Referring expression data:
○ ○ ○ ○
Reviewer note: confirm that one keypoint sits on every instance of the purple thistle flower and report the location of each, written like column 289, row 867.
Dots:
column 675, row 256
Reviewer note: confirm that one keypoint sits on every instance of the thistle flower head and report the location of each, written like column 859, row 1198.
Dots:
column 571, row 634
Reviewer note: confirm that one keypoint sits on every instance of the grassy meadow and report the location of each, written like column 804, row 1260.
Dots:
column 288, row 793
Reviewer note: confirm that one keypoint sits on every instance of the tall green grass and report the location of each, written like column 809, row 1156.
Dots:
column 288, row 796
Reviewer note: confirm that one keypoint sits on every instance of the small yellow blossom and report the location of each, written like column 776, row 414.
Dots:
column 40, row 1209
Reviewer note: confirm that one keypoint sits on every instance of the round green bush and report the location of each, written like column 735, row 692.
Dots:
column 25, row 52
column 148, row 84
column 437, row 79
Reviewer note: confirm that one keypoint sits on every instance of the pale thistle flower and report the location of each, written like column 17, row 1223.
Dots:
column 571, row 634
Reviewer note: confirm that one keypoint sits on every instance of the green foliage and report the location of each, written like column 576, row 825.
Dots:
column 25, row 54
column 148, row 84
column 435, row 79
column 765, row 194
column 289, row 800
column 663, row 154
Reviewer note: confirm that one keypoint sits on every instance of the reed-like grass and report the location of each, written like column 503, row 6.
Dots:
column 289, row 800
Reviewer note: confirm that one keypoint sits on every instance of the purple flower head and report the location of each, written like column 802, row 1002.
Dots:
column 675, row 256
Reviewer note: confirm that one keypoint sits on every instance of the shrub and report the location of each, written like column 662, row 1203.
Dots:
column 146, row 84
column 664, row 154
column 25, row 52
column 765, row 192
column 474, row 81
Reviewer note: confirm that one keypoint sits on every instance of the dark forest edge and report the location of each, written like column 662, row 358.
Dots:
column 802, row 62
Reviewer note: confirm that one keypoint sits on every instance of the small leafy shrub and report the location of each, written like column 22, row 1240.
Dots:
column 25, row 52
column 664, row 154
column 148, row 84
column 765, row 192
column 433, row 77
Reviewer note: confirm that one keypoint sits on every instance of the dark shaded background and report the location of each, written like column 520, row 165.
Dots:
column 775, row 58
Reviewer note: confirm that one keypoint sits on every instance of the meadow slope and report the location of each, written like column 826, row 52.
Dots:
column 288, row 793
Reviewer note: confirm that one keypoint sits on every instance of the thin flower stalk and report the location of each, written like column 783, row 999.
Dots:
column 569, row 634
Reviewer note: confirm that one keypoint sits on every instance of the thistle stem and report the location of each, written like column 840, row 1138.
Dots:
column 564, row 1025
○ ○ ○ ○
Wherever the word "thistle" occurs in the data above, copy the line it sits in.

• [RESULT FOR THIS EXERCISE]:
Reviewer note: confirm that one keypoint sits on every instance of the purple thistle flower and report the location of each, written like column 289, row 867.
Reviewer note: confirm that one keypoint sits on every instance of the thistle flower head and report the location of each, written like column 859, row 1198.
Reviewer note: confirm that one keypoint sits on every instance of the pale thistle flower and report the location of each, written like column 17, row 1223.
Reviewer note: confirm that one keypoint sits on every instance of the thistle stem and report the location of each, written like column 840, row 1138.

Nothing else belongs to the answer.